At times you won't be able to establish the desired relationship directly between two tables because the relationship is many-to-many. When you discover a conflict between two tables, you must create a join table between them. A many-to-many relation is actually implemented as two one-to-many relations.
In a database, each table has a field with a unique value for every row. As indicated earlier in this chapter, this field is the table's primary key. The primary key does not have to be a meaningful entity because in most cases there's no single field that's unique for each row. Books can be identified by their ISBNs and employees by their SSNs, but these are exceptions to the rule. In general, you can't come up with a meaningful key that's universally unique. The primary key need not resemble the entity it identifies. The only requirement is that primary keys be unique in the entire table. In most designs, we use an integer as the primary key. To make sure they're unique, we even let the DBMS generate a new integer for each row added to the table. Each table can have one primary key only, and the DBMS can automatically generate an integer value for a primary key field every time a new row is added. SQL Server uses the term Identity
for this data type, and there can be only one Identity field in each table.
Database designers sometimes use unique global identifiers, which are lengthy strings like 281167b3-7cbc-41a0-ad89-8c0995ac2d07 to identify the rows. These strings, which are guaranteed to be globally unique, are generated automatically by both Visual Basic and SQL Server. To generate a GUID value with Visual Basic, call the Guid.NewGuid
method. GUIDs are not as easy to handle as integers, and they entail some performance penalty. If you need a unique identity across multiple databases, you have to use GUIDs.
The related rows in a table repeat the primary key of the row they are related to in another table. The copies of the primary keys in all other tables are called foreign keys. Foreign keys need not be unique (in fact, by definition they aren't), and any field can serve as a foreign key. What makes a field a foreign key is that it matches the primary key of another table. The CategoryID
field is the primary key of the Categories table because it identifies each category. The CategoryID
field in the Products table is the foreign key because the same value might appear in many rows (many products can belong to the same category). Whereas the primary key refers to a table, the foreign key refers to a relationship. The CategoryID
column of the Products table is the foreign key in the relationship between the Categories and Products tables. The Products table contains another foreign key, the SupplierID
column, which forms the relationship between the Suppliers and Products tables.
Maintaining the links between tables is not a trivial task. When you add an invoice line, for instance, you must make sure that the product ID that you insert in the Order Details table corresponds to a row in the Products table. An important aspect of a database is its integrity. To be specific, you must ensure that the relations are always valid, and this type of integrity is called referential integrity. There are other types of integrity (for example, setting a product's value to a negative value will compromise the integrity of the database), but this is not nearly as important as referential integrity. The wrong price can be easily fixed. But issuing an invoice to a customer who doesn't exist isn't easy (if even possible) to fix. Modern databases come with many tools to help ensure their integrity, especially referential integrity. These tools are constraints you enter when you design the database, and the DBMS makes sure that the constraints are not violated as the various programs manipulate the database.

☆ ☆ ☆ ☆ ☆

Tasks =
1/ In the passage on database keys, what are the copies of a table's primary key in other tables called?
2/ Write a continuation of the passage on database keys, starting after its last sentence.
The entries that come next are separate material, apart from the passage on database keys.

[Collected data entries]
☆ ☆ ☆ ☆ ☆

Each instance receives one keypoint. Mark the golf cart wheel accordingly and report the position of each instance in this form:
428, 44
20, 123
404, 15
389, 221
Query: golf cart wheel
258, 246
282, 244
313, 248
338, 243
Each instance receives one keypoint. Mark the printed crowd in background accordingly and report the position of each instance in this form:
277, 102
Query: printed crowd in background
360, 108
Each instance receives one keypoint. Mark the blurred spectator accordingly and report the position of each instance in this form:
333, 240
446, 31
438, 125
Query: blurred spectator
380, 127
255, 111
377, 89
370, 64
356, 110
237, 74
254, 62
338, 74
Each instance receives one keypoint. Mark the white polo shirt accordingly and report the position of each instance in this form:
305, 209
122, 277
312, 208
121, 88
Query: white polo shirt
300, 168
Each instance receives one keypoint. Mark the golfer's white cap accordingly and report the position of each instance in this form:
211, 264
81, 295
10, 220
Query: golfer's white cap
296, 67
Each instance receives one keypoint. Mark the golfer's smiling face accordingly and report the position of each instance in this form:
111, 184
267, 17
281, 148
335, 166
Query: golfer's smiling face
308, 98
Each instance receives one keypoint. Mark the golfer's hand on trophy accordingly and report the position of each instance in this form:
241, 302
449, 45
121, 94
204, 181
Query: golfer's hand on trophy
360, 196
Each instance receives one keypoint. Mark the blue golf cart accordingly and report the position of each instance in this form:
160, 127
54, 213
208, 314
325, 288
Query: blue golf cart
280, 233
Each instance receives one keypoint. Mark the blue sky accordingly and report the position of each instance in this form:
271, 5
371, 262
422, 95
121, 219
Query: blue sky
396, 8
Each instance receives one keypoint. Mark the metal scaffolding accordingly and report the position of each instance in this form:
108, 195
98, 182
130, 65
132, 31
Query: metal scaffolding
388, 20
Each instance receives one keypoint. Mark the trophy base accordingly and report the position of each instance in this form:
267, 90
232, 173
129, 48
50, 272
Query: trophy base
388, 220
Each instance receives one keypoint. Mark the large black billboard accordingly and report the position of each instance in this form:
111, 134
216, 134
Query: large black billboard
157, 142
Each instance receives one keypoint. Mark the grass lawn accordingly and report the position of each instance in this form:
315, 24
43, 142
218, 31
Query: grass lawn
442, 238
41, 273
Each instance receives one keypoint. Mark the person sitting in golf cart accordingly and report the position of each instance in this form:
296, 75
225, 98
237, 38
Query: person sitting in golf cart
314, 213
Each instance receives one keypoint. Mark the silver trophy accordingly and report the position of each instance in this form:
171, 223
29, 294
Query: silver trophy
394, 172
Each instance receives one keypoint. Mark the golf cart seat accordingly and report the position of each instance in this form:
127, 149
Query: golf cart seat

☆ ☆ ☆ ☆ ☆

Response list =
1/ They are called foreign keys.

2/
When you relate the Products and Categories tables, for example, you must also ensure the following:
Every product added to the foreign table must point to a valid entry in the primary table. If you are not sure which category the product belongs to, you can leave the CategoryID
field of the Products table empty (the field will have a null value). Or, you can create a generic category, the UNKNOWN or UNDECIDED category, and use this category if no information is available.
No rows in the Categories table should be removed if there are rows in the Products table pointing to the specific category. This situation would make the corresponding rows of the Products table point to an invalid category (the rows that have no matching row in the primary table are called orphan rows).
These two restrictions would be quite a burden on the programmer if the DBMS didn't protect the database against actions that could impair its integrity. The referential integrity of your database depends on the validity of the relations. Fortunately, all DBMSs can enforce rules to maintain their integrity, and you'll learn how to enforce rules that guarantee the integrity of your database later in this chapter. In fact, when you create the relationship, you can select a couple of check boxes that tell SQL Server to enforce the relationship (that is, not to accept any changes in the data that violate the relationship). If you leave these check boxes deselected, be ready to face a real disaster sooner or later.
To simplify the development of database applications, Visual Studio 2010 comes with some visual tools, the most important of which are briefly described in Table 15.1 and then discussed in the following sections.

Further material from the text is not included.